_Work to be completed_:
Convert the listing below into a JSON list of strings with one string per line, and leave out any blank lines.

_Data section_:
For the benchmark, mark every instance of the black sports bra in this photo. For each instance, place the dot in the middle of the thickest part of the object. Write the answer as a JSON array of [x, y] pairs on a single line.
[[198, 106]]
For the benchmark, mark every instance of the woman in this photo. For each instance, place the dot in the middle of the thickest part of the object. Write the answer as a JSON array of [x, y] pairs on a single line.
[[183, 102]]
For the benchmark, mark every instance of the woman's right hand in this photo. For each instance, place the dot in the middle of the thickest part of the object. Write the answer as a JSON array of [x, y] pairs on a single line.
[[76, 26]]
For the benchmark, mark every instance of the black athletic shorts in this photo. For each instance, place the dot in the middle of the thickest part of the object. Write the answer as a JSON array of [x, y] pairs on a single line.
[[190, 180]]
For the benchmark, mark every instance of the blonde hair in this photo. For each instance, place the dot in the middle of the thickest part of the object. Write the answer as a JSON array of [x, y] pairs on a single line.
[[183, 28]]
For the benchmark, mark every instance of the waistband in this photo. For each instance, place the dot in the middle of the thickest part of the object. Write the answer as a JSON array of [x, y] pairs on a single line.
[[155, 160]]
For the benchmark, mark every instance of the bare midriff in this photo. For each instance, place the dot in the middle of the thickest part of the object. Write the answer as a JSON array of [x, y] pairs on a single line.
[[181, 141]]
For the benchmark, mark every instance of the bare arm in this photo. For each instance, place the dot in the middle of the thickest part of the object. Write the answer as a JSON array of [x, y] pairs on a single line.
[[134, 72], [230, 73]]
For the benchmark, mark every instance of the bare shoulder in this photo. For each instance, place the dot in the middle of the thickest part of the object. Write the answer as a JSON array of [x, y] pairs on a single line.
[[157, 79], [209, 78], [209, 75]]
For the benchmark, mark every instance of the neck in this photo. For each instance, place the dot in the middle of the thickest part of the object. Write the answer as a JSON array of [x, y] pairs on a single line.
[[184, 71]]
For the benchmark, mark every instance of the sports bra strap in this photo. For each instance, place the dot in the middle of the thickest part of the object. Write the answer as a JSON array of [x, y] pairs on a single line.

_Expected answer_:
[
  "For the benchmark, mark every instance of the black sports bra in this photo. For each instance, place the dot in the middle of the thickest part of the object. Write the answer as a JSON array of [x, y] pairs on a single line.",
  "[[198, 106]]",
  "For the benchmark, mark every instance of the woman in this photo. For each instance, place the dot in the middle of the thickest part of the object. Write the answer as a JSON array of [x, y] pairs on a single line.",
  "[[183, 102]]",
  "For the benchmark, mark every instance of the woman's right hand in this photo. For each instance, place the dot in the middle of the thickest part of the object. Write the answer as a JSON array of [x, y] pairs on a single line.",
  "[[76, 26]]",
  "For the benchmark, mark every instance of the black athletic shorts in this photo. For each instance, place the dot in the middle of the thickest part of the object. Write the answer as a JSON array of [x, y] pairs on a single line.",
  "[[190, 180]]",
  "For the benchmark, mark every instance of the blonde hair in this photo. For each instance, place the dot in the middle of the thickest part of the object. Write the answer as a JSON array of [x, y] pairs on a single line.",
  "[[183, 28]]",
  "For the benchmark, mark every instance of the waistband in this photo. For each instance, place the dot in the middle of the thickest part of the object. Write the answer as a JSON array of [x, y] pairs on a single line.",
  "[[155, 160]]",
  "For the benchmark, mark every instance of the bare midriff in this photo. For each instance, place the dot in the middle of the thickest part of the object. Write the answer as a JSON array of [x, y] pairs on a single line.",
  "[[181, 141]]",
  "For the benchmark, mark every instance of the bare arm in this photo. For each instance, place the dot in the middle of the thickest part of the object. Write the answer as a JSON array of [x, y] pairs on a single line.",
  "[[134, 72], [230, 73]]",
  "For the benchmark, mark every instance of the bare shoulder in this photo. For each instance, place the dot in the middle of the thickest part of the object. Write the answer as a JSON array of [x, y] pairs on a single line.",
  "[[157, 79], [209, 78], [209, 75]]",
  "For the benchmark, mark every instance of the neck in this photo. For each instance, place the dot in the middle of the thickest part of the object. Write the answer as a JSON array of [x, y] pairs on a single line.",
  "[[184, 71]]",
  "For the benchmark, mark every instance of the sports bra strap in this photo. For each instance, place the dot in the middle of the thickest part of the object. Write the answer as a JSON array of [x, y] pairs on a single line."
]